Objective —
Rewrite the records below, changing "shall return" to "must return" everywhere it occurs and leaving the rest untouched.

Data listing:
[Start]

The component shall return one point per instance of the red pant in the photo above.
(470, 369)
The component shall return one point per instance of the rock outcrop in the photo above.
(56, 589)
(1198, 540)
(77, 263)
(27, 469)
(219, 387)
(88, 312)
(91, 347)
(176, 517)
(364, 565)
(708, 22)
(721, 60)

[End]

Right answer —
The component must return one point per instance of the red pant in the photo above.
(470, 369)
The component must return one point per instance of the rock outcrop in the photo above.
(56, 589)
(1198, 540)
(77, 263)
(27, 469)
(219, 387)
(88, 312)
(91, 347)
(176, 517)
(364, 565)
(708, 22)
(721, 60)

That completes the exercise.